_Work to complete_. Copy the stretch of the passage on Obamacare and Planned Parenthood from "Outside the party" through "and birth control.", changing "videos" to "clips".

_Page excerpt_.
_ _ _ _ _

The point isn’t to make a defense of Obamacare but rather to suggest that the average American’s kitchen table experience with the law isn’t that bad, or even really noticeable.

And that’s very important because if Congressional Republicans did manage to repeal Obamacare they’d create a political two-step. First it would fire up the base, guaranteeing sweeping victories for most incumbents in the primaries.

Then, in November, gleeful Democrats would air round the clock ads showing the “victims of Conservative ideology.” Stories of the formerly insured (now a large, angry voting base) would waft across Americans’ television sets, and even in this age of rigid party alignment the message would get across to at least a few: your life hasn’t changed, but theirs has.

As Conservatives knew at the time, their last chance to uproot Obamacare was before it took effect. In 2012 this was a war over 2,400 pieces of paper. Now it’s a movement that, if successful, would associate the Republican brand with stripping insurance from nearly 20 million people and reintroducing pre-existing conditions.

Outside the party faithful that would be about as popular as… well, a pre-existing condition.

The same can be said for defunding Planned Parenthood.

Congressional Conservatives have vowed to strip taxpayer money from the group ever since a series of videos went viral last summer purporting to show administrators and doctors casually pricing out fetal tissue. The videos were heavily and deceptively edited, but the damage was done.

Movement Conservatives seized upon it as an opportunity to pursue their campaign against Planned Parenthood, long a target for its affiliation with abortions.

However abortions constitute only 3% of Planned Parenthood services. According to CBO estimates roughly 2.6 million women depend on the organization, and overwhelmingly for cancer screenings, pap smears, STD tests and treatments and birth control.

And, yes, some depend on it to terminate unwanted pregnancies.

_ _ _ _ _

_Provided material_.
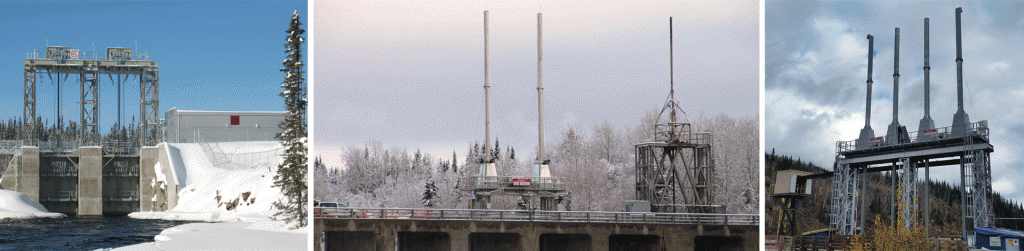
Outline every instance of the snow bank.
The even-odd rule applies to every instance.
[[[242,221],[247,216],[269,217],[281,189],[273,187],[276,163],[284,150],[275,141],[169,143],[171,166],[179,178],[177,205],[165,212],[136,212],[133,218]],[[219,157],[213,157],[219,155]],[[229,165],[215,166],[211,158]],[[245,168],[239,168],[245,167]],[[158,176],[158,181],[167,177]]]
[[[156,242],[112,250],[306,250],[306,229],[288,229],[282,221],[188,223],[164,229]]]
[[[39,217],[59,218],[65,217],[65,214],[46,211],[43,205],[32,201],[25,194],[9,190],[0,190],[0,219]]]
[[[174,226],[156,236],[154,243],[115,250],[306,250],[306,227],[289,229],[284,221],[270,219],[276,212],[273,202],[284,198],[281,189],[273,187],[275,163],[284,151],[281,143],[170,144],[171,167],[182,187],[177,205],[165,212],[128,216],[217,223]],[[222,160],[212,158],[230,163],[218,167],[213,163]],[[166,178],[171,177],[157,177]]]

_ _ _ _ _

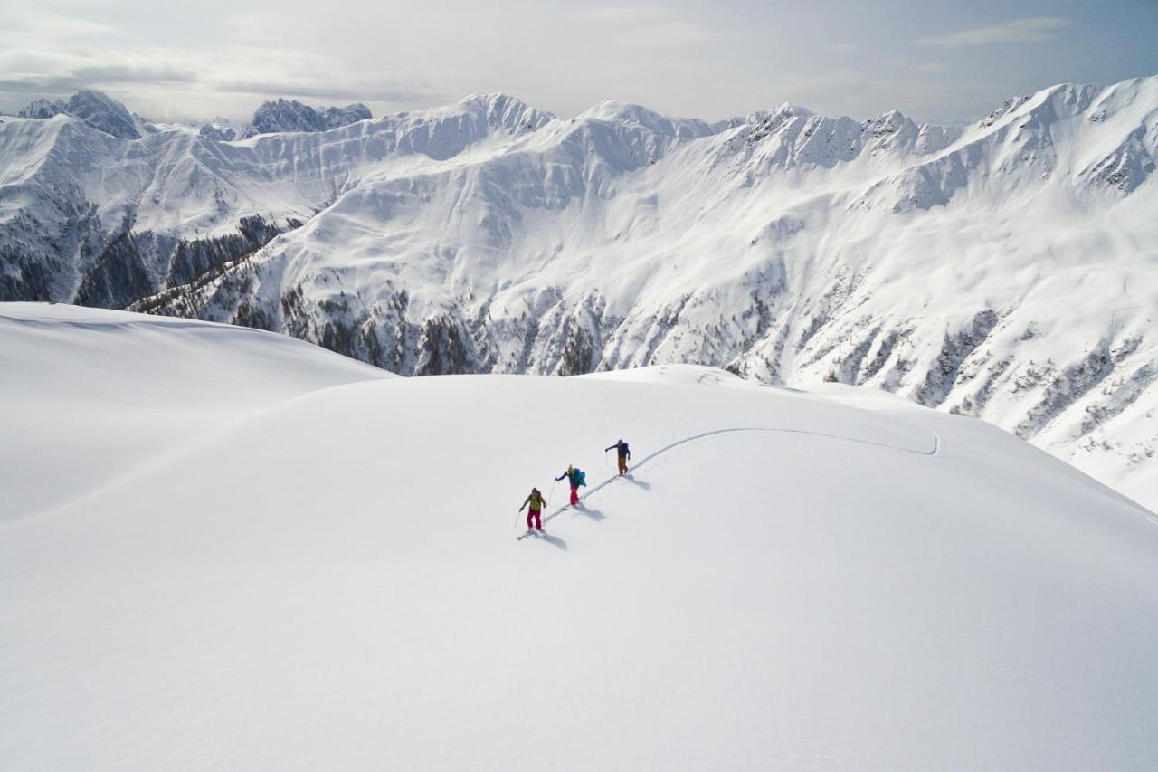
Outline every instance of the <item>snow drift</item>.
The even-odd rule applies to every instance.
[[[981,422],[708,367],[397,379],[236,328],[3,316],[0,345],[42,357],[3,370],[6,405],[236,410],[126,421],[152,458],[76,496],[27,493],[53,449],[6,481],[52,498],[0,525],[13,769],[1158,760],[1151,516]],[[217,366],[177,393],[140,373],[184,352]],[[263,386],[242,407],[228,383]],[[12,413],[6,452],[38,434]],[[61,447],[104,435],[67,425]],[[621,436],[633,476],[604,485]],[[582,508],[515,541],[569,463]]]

_ _ _ _ _

_Worked solution_.
Outside the party faithful that would be about as popular as… well, a pre-existing condition.

The same can be said for defunding Planned Parenthood.

Congressional Conservatives have vowed to strip taxpayer money from the group ever since a series of clips went viral last summer purporting to show administrators and doctors casually pricing out fetal tissue. The clips were heavily and deceptively edited, but the damage was done.

Movement Conservatives seized upon it as an opportunity to pursue their campaign against Planned Parenthood, long a target for its affiliation with abortions.

However abortions constitute only 3% of Planned Parenthood services. According to CBO estimates roughly 2.6 million women depend on the organization, and overwhelmingly for cancer screenings, pap smears, STD tests and treatments and birth control.